Task goal -
Check whether each statement below agrees with the mailing list message, and answer yes or no, quoting the words that decide it.
1. The writer suggests changing the meaning of the existing file_sequence_number.
2. Anurag started a separate discussion about the column update file representation.
3. The writer sees several major differences between the two designs.

Gabor, thanks for starting this discussion.

I have been thinking about this problem independently since the column
update sync. Here is the detailed design document
<https://docs.google.com/document/d/160-FizR6zOASMb86NycfgCm7cZbh6HK7FLcUW8_Xp-0/edit?usp=sharing>
.

Gabor, I read your section of How to support _last_updated_sequence_number
<https://docs.google.com/document/d/1Bd7JVzgajA8-DozzeEE24mID_GLuz6iwj0g4TlcVJcs/edit?tab=t.xvm52pv4m7lq#heading=h.k2neg79ocgu>.
If I understand correctly, the proposal is to repurpose
file_sequence_number to capture the snapshot sequence number of the latest
column file. I suggest we don't change the semantics of the existing
file_sequence_number. Instead, we can introduce a new
latest_column_file_sequence_number field in the tracking struct. My doc
described the reasoning.

That is the only real difference as far as I can tell. Otherwise, I think
we had the same idea/design.

On Wed, May 20, 2026 at 11:56 AM Gábor Kaszab <[email protected]>
wrote:

> Hey Iceberg Community,
>
> Anurag started a separate, focused discussion
> <https://lists.apache.org/thread/jbh1gbrso5h6l4by9rh9poy2cjjtb8j0> on the
> column update file representation, similarly, let me start another one for
> the metadata representation. Hopefully, we can make some iterations on this
> before the next sync.

Supplied material -

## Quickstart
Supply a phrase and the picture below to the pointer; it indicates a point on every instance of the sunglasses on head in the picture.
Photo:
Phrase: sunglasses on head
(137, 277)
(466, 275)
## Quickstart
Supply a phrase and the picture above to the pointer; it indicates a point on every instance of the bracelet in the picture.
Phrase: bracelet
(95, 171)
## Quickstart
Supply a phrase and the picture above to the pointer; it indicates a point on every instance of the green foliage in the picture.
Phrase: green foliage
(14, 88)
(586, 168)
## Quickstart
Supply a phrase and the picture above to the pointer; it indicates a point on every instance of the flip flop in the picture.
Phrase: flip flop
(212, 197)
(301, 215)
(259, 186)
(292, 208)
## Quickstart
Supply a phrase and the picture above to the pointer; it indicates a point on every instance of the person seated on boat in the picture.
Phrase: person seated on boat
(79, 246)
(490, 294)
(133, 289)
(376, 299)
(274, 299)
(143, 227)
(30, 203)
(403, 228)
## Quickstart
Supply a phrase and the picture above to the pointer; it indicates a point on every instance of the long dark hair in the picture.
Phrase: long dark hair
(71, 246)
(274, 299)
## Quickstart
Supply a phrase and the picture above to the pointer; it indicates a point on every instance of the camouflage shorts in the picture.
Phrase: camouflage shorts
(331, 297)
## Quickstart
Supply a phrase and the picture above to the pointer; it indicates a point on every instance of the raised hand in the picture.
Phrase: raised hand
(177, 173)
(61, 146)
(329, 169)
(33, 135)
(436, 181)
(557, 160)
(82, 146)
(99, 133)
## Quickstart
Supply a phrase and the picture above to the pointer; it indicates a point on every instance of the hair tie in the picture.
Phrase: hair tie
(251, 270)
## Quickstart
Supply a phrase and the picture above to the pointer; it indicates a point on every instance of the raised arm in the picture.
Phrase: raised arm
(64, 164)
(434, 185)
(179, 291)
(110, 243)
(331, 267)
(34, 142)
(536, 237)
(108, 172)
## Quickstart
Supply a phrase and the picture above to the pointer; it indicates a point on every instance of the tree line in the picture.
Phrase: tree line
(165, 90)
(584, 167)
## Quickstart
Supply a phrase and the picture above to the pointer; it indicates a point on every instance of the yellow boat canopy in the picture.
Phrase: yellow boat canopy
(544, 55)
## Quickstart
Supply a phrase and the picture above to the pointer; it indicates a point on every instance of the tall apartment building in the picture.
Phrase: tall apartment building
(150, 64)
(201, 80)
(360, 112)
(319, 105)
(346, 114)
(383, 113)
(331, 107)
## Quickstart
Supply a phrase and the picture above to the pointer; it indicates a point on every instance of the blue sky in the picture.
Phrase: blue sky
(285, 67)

Completed exercise -
1. No: "I suggest we don't change the semantics of the existing file_sequence_number."
2. Yes: "Anurag started a separate, focused discussion"
3. No: "That is the only real difference as far as I can tell."